> Information provided

◇ ◇ ◇ ◇

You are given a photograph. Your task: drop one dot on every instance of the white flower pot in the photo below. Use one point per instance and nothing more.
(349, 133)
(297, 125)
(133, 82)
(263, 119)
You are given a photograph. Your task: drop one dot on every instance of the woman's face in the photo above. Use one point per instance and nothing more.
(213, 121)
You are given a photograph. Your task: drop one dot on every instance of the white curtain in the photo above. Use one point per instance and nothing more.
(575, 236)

◇ ◇ ◇ ◇

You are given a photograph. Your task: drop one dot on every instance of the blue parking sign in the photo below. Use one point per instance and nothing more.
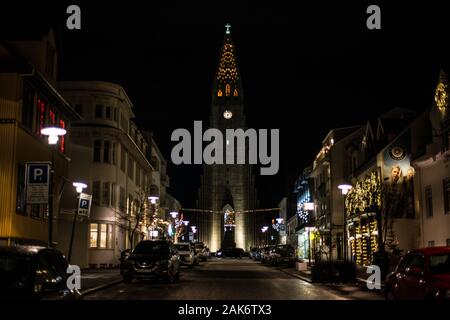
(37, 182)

◇ ◇ ◇ ◇

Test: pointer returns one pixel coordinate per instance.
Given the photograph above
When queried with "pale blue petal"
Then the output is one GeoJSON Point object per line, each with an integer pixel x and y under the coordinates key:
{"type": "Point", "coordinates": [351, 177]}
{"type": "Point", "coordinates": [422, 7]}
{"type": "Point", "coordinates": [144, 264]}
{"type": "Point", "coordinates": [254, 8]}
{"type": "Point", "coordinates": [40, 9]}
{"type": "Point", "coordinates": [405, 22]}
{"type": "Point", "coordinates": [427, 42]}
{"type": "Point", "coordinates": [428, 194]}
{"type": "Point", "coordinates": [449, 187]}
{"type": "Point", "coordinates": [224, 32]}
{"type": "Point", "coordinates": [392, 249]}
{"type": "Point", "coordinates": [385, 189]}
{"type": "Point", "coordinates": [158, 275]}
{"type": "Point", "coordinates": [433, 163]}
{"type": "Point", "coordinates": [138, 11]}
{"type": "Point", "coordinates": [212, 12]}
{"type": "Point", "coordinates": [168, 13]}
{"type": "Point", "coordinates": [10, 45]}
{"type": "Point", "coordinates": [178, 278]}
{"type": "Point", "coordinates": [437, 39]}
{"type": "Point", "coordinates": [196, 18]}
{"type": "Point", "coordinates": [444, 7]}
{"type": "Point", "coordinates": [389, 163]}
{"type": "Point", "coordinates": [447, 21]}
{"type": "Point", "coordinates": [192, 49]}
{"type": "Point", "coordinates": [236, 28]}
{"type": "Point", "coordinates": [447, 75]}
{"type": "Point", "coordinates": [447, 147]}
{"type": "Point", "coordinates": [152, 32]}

◇ ◇ ◇ ◇

From the items above, copy out every line that contains the word "pixel", matching case exactly.

Test: pointer returns one pixel coordinate per instance.
Then the output is one GeoJSON Point object per line, each with an integer pixel x and y under the coordinates key:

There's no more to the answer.